## Exercise goal
Resume the word-history newsletter, picking up its account of "gunsel" right after its last sentence.

## Reading text

NEWSLETTER 499: SATURDAY 5 AUGUST 2006
1. Feedback, notes and comments
Democrazy My squib on this word last week ended with a note that it was the title of the Smith’s album in 1991. Subscribers were quick to tell me that the Smiths have never had an album of that title; others criticised my grammatical error, since it should have been Smiths’, or perhaps Smiths’s. The album was actually a little-known solo one by Judge Smith, a founder member of the band Van der Graaf Generator, so the error was including the the!
Epeolatry Learned subscribers pointed out that it is not possible for this word to have come from ancient Greek epeos, since there was no such word. The correct derivation is from epos.
2. Topical Words: Gunsel
In modern American slang a gunsel is a criminal carrying a gun. So it was natural that it should be spoken in the episode of Deadwood aired in the US this week. The two saloon keepers Al Swearengen and Cy Tolliver both refer to the brothers Wyatt and Morgan Earp, who had supposedly saved the stagecoach from road agents, as gunsels, meaning gunslingers. The summary of the plot on the Home Box Office Web site says: “Cy presents to Hearst his plot to engender a duel between Bullock and Wyatt Earp; ‘...whether Bullock or this gunsel stood at the finish there’d be no losing in it for you.’”
This man was not a gunsel, trust me.
Wyatt Earp, the famous marshal of Wichita and Dodge City, was certainly recorded as being in Deadwood in 1876, so the historical setting is right. But nobody could have called him a gunsel for two reasons: the word didn’t exist then, and even when it came into existence, about twenty years later, it didn’t mean a gunman but a raw youth. In particular, in convict and tramp slang a gunsel was a young homosexual male, especially one who was the companion of an older man. It is generally taken to derive from the Yiddish gendzel, a little goose, from German Gänslein, a gosling.
A plausible story of the way the word changed sense was set out by Erle Stanley Gardner in an article in the Atlantic Monthly in 1965. He claimed it was the fault of Dashiell Hammett. Together with Gardner, Raymond Chandler and others, he was a contributor to the old Black Mask pulp magazine edited by Joseph Shaw that featured naturalistic crime stories. But Shaw was dead against including vulgarisms and blue-pencilled some of Hammett’s underworld usages. To retaliate, as Gardner told the story, Hammett laid a trap for Shaw. In his next story he included the term gooseberry lay. Shaw pounced on this and rejected it, though it wasn’t a rude term at all but tramps’ slang for stealing washing off clotheslines to sell. But Hammett also included gunsel in the story, which Shaw left in, thinking it meant “gunman”.

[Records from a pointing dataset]
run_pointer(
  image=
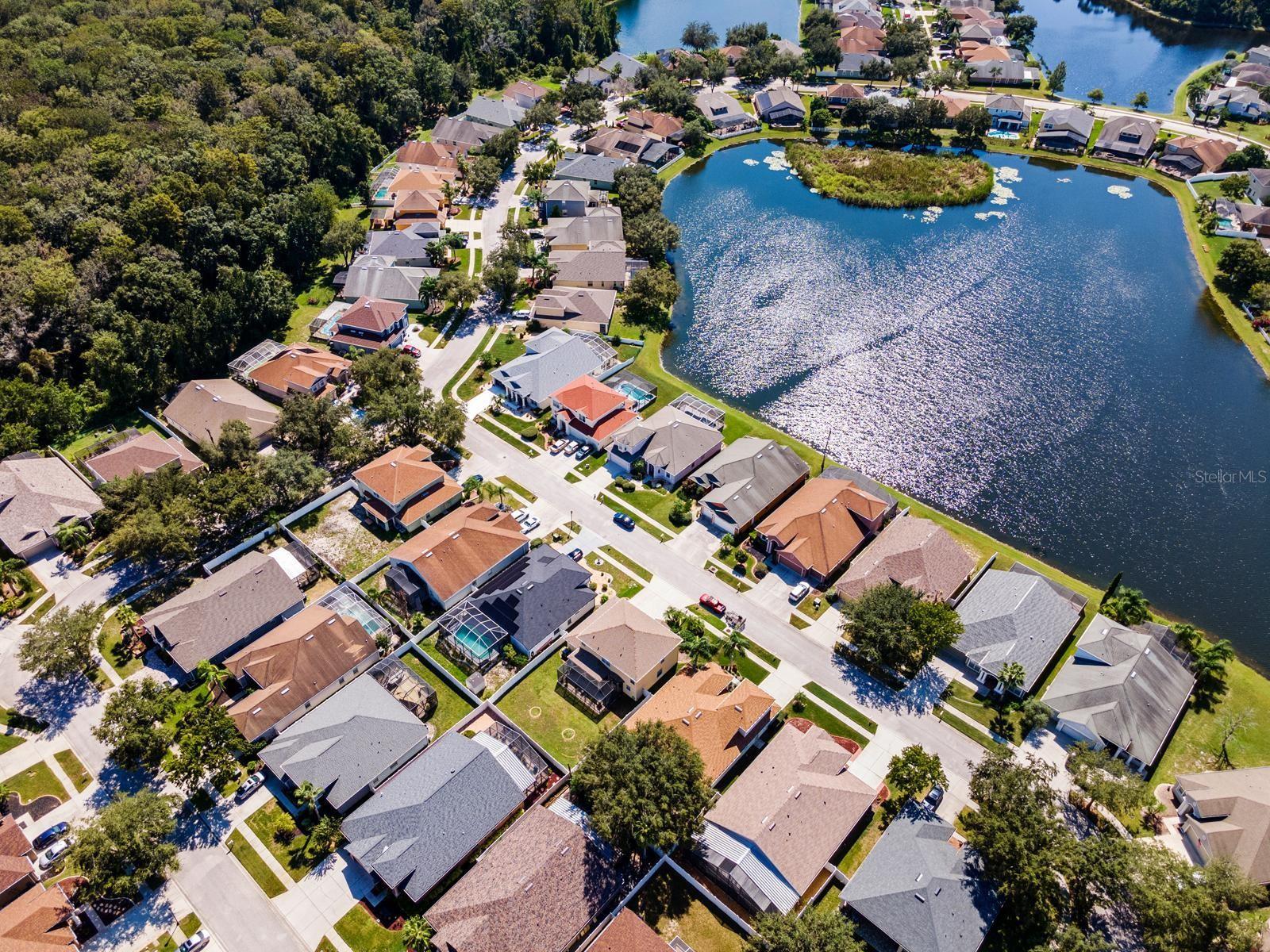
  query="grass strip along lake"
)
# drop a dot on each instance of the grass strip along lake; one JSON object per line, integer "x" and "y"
{"x": 1047, "y": 365}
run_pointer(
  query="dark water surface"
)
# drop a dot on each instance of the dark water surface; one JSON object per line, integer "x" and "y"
{"x": 1123, "y": 51}
{"x": 1056, "y": 378}
{"x": 649, "y": 25}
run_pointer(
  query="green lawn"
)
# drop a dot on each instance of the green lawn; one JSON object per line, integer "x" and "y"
{"x": 254, "y": 865}
{"x": 364, "y": 935}
{"x": 74, "y": 768}
{"x": 268, "y": 824}
{"x": 654, "y": 503}
{"x": 548, "y": 715}
{"x": 451, "y": 706}
{"x": 36, "y": 781}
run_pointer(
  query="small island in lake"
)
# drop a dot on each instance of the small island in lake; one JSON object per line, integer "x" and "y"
{"x": 878, "y": 178}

## Exercise response
The significant appearance of the word was in Hammett’s The Maltese Falcon, serialised in Black Mask in 1929 and published as a novel the following year: “‘Another thing,’ Spade repeated, glaring at the boy: ‘Keep that gunsel away from me while you’re making up your mind. I’ll kill him.” The word was spoken by Humphrey Bogart as Sam Spade in the 1941 film of the book and so became much more widely known. If you read Hammett’s description of the boy, you’ll realise that he was subtly making the point that he actually was gay, but if you hadn’t been tuned into that you might miss it.
3. Weird Words: Astrobolism
The blasting of plants by the sun during high summer.
Literally, it’s the result of being struck by a star, as it comes from the Greek astron (as in astronomy and many other words), plus bolis, a missile (which is also the source of bolide).
The star is Sirius, the dog star; because it rises and sets with the sun during summer in the northern hemisphere, it has lent its name to dog days for the hottest part of the year in places north of the equator. The dog days are those from about the middle of July to the middle of August (though the exact dates vary depending on where you live).
The thought behind astrobolism is connected to the old idea that this period of summer is under a malign influence, in which dogs run mad, the air is unwholesome, sunstroke is common, and all useful works stagnate for want of effort.
It was first recorded in Nathaniel Bailey’s Dictionary, dated 1721. Apart from very occasional appearances in other reference works, it has had almost no circulation at all.
4. Recently noted
Cellywood John McNeil spotted this the other day. By a strained analogy with Hollywood and Bollywood, it refers to films being made to be shown on cellphones. As that is the usual US name for the devices we in Britain prefer to call mobile phones (or just mobiles or even mobes), it is probably an American creation. The earliest instance I can find was in Wired Magazine in March 2005 and it seems to have had its brief fling of popularity last year.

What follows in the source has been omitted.